_PROBLEM TO SOLVE_
Every entry should be repeated exactly. Omit the pictures.

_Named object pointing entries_
•••

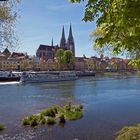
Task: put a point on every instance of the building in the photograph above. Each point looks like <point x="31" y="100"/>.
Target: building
<point x="47" y="52"/>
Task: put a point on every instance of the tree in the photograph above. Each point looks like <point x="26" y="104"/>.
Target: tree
<point x="119" y="21"/>
<point x="60" y="55"/>
<point x="8" y="16"/>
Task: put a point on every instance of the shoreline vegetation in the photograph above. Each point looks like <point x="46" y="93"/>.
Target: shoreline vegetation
<point x="55" y="114"/>
<point x="114" y="73"/>
<point x="129" y="133"/>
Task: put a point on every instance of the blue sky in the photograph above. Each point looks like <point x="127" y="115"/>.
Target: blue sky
<point x="42" y="20"/>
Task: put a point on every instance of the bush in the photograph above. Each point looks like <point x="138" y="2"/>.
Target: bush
<point x="129" y="133"/>
<point x="50" y="121"/>
<point x="42" y="119"/>
<point x="26" y="121"/>
<point x="48" y="112"/>
<point x="70" y="115"/>
<point x="32" y="121"/>
<point x="62" y="119"/>
<point x="67" y="107"/>
<point x="2" y="127"/>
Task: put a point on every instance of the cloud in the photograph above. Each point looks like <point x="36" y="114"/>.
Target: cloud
<point x="62" y="7"/>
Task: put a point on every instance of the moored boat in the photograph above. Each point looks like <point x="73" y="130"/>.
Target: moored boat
<point x="8" y="76"/>
<point x="38" y="77"/>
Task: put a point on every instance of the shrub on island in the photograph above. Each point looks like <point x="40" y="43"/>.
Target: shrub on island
<point x="55" y="114"/>
<point x="129" y="133"/>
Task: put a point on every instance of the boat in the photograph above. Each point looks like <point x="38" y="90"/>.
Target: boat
<point x="38" y="77"/>
<point x="85" y="73"/>
<point x="8" y="76"/>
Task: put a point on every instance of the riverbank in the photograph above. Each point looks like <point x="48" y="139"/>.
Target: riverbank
<point x="109" y="104"/>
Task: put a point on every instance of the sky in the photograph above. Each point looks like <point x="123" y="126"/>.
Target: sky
<point x="42" y="20"/>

•••

_EXPECTED ANSWER_
Task: put a point on every instance of the building in the photograph above. Each point looks like <point x="31" y="100"/>.
Target: building
<point x="47" y="52"/>
Task: put a point on every instance of the tree in the photograph above. Each point looks like <point x="26" y="104"/>.
Target: tree
<point x="119" y="21"/>
<point x="60" y="55"/>
<point x="8" y="16"/>
Task: put a point on every instance of the shoreline vegetation in the photograph above. Each point looks like <point x="46" y="93"/>.
Target: shoreline vegetation
<point x="55" y="114"/>
<point x="114" y="73"/>
<point x="129" y="133"/>
Task: put a point on every instance of the blue sky in the photograph above. Each point looks like <point x="127" y="115"/>.
Target: blue sky
<point x="42" y="20"/>
Task: put a point on every instance of the bush in the photograph above. Each point looks like <point x="138" y="2"/>.
Target: bush
<point x="129" y="133"/>
<point x="50" y="121"/>
<point x="42" y="119"/>
<point x="26" y="121"/>
<point x="48" y="112"/>
<point x="70" y="115"/>
<point x="32" y="121"/>
<point x="62" y="119"/>
<point x="67" y="107"/>
<point x="2" y="127"/>
Task: put a point on every instance of the cloud in the photograph above. Each point looks like <point x="36" y="114"/>.
Target: cloud
<point x="62" y="7"/>
Task: put a point on every instance of the moored boat in the photograph above. Each point looks like <point x="73" y="130"/>.
Target: moored boat
<point x="8" y="76"/>
<point x="38" y="77"/>
Task: put a point on every instance of the shrub on island in the photograph above. Each point looks like <point x="40" y="43"/>.
Target: shrub on island
<point x="55" y="114"/>
<point x="129" y="133"/>
Task: put a point on every instance of the boat in the photograph above. Each point looks like <point x="38" y="90"/>.
Target: boat
<point x="38" y="77"/>
<point x="85" y="73"/>
<point x="8" y="76"/>
Task: put a point on every instance of the riverbank in the photograph above. Each point looks like <point x="48" y="139"/>.
Target: riverbank
<point x="109" y="104"/>
Task: put a point on every instance of the sky in the photograph above. Each point looks like <point x="123" y="126"/>.
Target: sky
<point x="42" y="20"/>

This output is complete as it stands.